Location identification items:
——

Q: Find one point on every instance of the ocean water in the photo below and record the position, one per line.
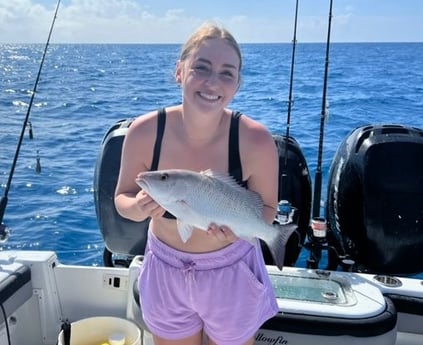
(84, 89)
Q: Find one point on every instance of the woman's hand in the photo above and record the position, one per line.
(222, 233)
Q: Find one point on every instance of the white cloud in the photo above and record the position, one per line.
(130, 21)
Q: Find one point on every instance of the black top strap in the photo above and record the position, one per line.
(235, 167)
(161, 122)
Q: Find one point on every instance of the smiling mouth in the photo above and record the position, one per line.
(209, 97)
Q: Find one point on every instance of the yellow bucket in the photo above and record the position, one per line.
(97, 330)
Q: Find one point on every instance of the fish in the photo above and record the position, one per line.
(198, 199)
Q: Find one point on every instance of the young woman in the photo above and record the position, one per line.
(214, 282)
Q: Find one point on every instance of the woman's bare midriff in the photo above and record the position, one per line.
(199, 242)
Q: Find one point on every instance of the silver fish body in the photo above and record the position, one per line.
(199, 199)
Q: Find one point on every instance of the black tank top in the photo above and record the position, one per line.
(235, 168)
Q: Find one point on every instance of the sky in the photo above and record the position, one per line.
(171, 21)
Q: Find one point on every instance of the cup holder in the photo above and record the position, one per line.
(388, 281)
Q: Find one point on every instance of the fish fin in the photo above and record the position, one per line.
(278, 246)
(184, 229)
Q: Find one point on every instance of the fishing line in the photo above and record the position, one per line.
(318, 176)
(4, 199)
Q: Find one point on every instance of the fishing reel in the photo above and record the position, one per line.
(318, 240)
(4, 233)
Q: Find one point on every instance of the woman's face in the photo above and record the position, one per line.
(210, 75)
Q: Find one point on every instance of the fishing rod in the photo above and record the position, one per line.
(291, 82)
(4, 199)
(284, 205)
(318, 176)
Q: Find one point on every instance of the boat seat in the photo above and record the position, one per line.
(375, 199)
(125, 237)
(15, 287)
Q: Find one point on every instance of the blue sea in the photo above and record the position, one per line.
(84, 89)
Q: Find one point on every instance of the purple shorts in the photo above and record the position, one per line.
(227, 292)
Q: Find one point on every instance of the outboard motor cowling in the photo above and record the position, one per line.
(375, 199)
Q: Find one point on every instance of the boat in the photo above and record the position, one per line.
(371, 233)
(359, 299)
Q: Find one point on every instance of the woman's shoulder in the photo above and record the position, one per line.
(253, 131)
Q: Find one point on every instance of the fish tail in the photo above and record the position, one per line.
(278, 245)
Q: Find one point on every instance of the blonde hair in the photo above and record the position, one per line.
(209, 30)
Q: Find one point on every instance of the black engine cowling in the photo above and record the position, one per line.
(375, 199)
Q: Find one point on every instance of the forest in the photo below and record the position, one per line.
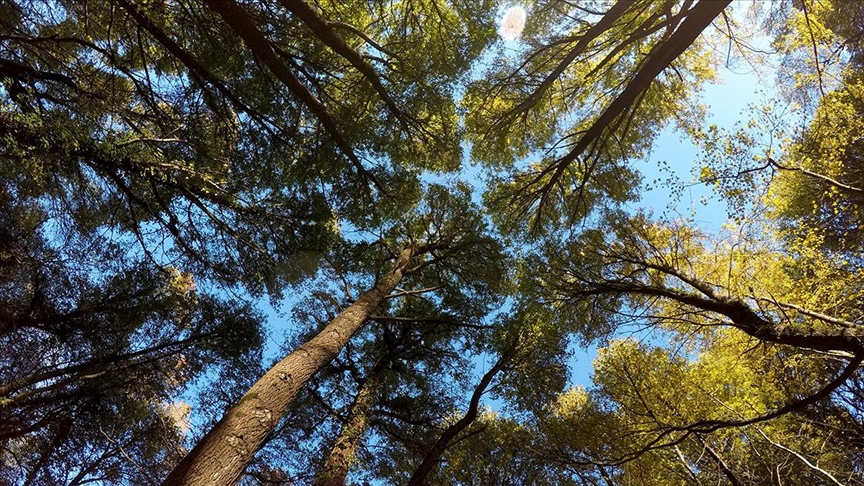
(366, 242)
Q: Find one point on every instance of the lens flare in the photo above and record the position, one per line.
(512, 23)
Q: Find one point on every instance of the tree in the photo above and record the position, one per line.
(447, 231)
(590, 93)
(164, 163)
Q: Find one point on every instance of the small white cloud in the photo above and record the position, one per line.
(512, 23)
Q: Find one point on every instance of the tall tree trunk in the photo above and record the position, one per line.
(335, 469)
(221, 456)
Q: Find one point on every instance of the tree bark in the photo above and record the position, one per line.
(335, 469)
(222, 455)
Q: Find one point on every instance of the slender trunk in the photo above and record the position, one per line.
(221, 456)
(335, 468)
(433, 457)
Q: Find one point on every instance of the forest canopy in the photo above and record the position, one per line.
(291, 242)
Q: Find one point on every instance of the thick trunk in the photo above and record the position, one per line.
(221, 456)
(335, 469)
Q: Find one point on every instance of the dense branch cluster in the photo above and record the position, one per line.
(440, 218)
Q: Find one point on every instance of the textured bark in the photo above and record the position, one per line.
(221, 456)
(335, 469)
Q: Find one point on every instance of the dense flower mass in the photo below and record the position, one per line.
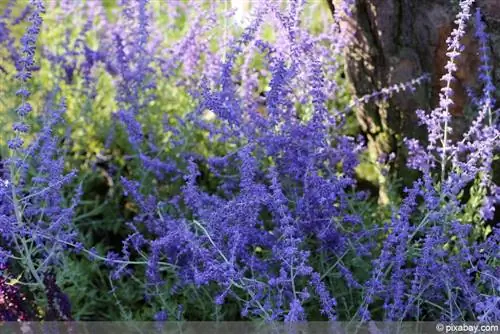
(188, 164)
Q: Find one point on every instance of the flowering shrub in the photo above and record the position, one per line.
(207, 168)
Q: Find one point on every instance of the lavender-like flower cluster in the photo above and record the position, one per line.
(250, 192)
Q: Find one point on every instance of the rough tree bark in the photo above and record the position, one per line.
(397, 40)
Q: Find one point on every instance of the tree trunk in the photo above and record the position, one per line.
(396, 41)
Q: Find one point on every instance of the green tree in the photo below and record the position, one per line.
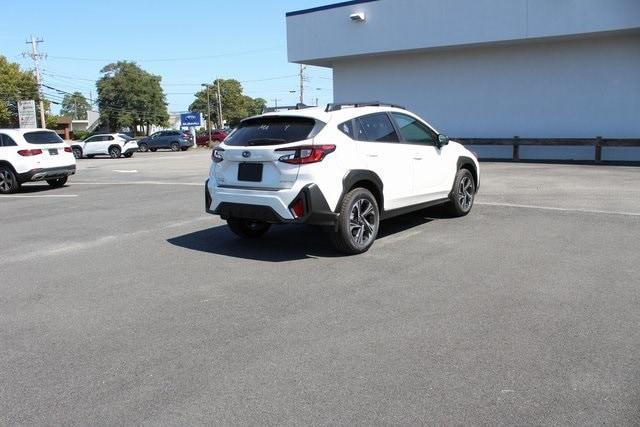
(130, 97)
(15, 85)
(75, 105)
(235, 105)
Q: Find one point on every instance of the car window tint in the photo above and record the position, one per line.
(272, 131)
(347, 128)
(42, 137)
(412, 130)
(376, 128)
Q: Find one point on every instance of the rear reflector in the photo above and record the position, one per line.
(32, 152)
(297, 208)
(306, 154)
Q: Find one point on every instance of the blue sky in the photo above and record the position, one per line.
(187, 43)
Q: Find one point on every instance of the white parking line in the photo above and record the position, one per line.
(35, 196)
(139, 183)
(71, 246)
(551, 208)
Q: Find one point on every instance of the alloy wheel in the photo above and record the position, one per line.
(465, 193)
(362, 222)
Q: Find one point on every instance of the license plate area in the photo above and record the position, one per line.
(251, 172)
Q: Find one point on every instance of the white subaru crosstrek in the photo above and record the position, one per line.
(33, 155)
(345, 167)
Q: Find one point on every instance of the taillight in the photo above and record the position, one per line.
(216, 155)
(32, 152)
(306, 154)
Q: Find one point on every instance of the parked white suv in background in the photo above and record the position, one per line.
(33, 155)
(112, 144)
(345, 167)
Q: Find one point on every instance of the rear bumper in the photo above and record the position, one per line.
(47, 173)
(316, 208)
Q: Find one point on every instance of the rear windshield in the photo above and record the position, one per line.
(273, 131)
(42, 137)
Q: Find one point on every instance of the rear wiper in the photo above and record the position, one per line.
(265, 141)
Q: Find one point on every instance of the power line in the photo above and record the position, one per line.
(192, 58)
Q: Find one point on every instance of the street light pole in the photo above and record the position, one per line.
(219, 104)
(208, 112)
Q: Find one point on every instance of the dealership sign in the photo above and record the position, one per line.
(190, 119)
(27, 114)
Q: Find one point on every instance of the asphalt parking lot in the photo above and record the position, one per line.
(122, 302)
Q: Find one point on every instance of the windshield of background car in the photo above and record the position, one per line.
(273, 131)
(42, 137)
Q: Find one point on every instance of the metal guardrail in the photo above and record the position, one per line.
(517, 142)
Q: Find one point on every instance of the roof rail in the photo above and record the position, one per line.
(338, 105)
(298, 106)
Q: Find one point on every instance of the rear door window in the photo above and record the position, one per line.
(376, 128)
(6, 141)
(413, 131)
(42, 137)
(273, 131)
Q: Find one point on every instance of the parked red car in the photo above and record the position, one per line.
(216, 136)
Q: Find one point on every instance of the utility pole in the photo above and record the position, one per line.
(208, 111)
(302, 80)
(36, 56)
(219, 104)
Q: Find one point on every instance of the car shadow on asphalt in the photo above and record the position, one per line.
(289, 242)
(37, 188)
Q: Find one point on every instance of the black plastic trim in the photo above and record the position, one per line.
(357, 175)
(49, 173)
(328, 7)
(317, 210)
(467, 161)
(406, 209)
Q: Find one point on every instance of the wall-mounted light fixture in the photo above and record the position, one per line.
(358, 17)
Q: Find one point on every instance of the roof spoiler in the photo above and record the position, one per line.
(338, 106)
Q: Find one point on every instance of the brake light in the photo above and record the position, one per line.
(28, 153)
(306, 154)
(216, 155)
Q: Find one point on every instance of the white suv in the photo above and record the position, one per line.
(112, 144)
(345, 167)
(33, 155)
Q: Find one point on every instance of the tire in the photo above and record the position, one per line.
(462, 194)
(57, 183)
(8, 180)
(358, 222)
(247, 228)
(115, 152)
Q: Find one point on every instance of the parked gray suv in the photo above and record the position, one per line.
(174, 140)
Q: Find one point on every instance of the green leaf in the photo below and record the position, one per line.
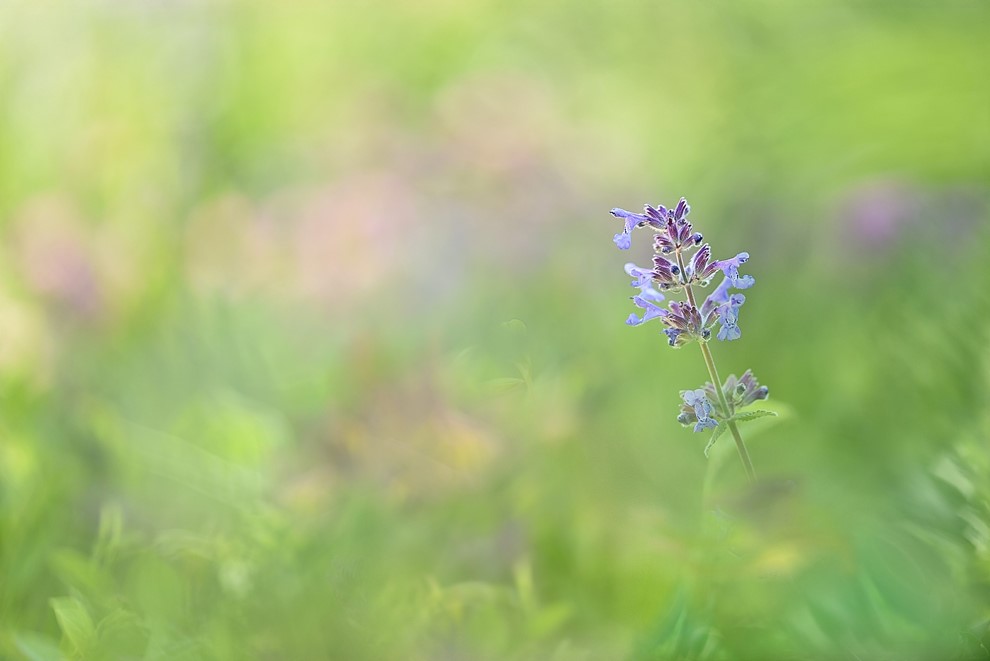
(36, 647)
(75, 622)
(746, 416)
(715, 434)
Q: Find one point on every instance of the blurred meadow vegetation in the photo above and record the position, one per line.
(312, 341)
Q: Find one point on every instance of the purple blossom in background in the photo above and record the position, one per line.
(652, 310)
(699, 404)
(730, 267)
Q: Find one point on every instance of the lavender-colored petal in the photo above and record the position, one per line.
(651, 294)
(730, 267)
(718, 297)
(651, 311)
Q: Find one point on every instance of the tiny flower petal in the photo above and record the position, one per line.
(651, 311)
(730, 267)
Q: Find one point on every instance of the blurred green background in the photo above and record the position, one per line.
(312, 341)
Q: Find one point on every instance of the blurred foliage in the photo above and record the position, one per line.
(311, 340)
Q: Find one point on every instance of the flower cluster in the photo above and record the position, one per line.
(703, 407)
(682, 263)
(675, 235)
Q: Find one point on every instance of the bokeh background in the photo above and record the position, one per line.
(312, 341)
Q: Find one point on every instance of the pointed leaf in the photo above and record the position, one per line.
(75, 622)
(746, 416)
(715, 434)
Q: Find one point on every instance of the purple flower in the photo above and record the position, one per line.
(745, 390)
(701, 268)
(643, 277)
(632, 221)
(685, 323)
(728, 316)
(730, 267)
(697, 409)
(652, 310)
(666, 273)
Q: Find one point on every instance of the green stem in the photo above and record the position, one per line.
(713, 373)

——

**THE TASK**
Find the line containing "Q: Find one point on every instance of the flower cluster", then output it and every line after it to the end of the data, exactly.

**OUTPUT BELOW**
Q: Find one point on every instance of the flower cluster in the photo above and record the position, one per line.
(703, 407)
(682, 263)
(675, 235)
Q: Find one point on every instance of the bokeh background in the photo above and record the position, one per line.
(312, 341)
Q: Find one point on every instance of the pointed leaf in the photo above and record the position, one per line.
(75, 622)
(746, 416)
(715, 434)
Q: Find one point on every instance of the purple flower in the photo above and record the position, one per line.
(745, 390)
(701, 268)
(643, 277)
(632, 221)
(685, 323)
(728, 316)
(730, 267)
(697, 409)
(652, 310)
(666, 273)
Q: Find one point on every instance of the green stem in the photo above and record the position, one per line.
(713, 373)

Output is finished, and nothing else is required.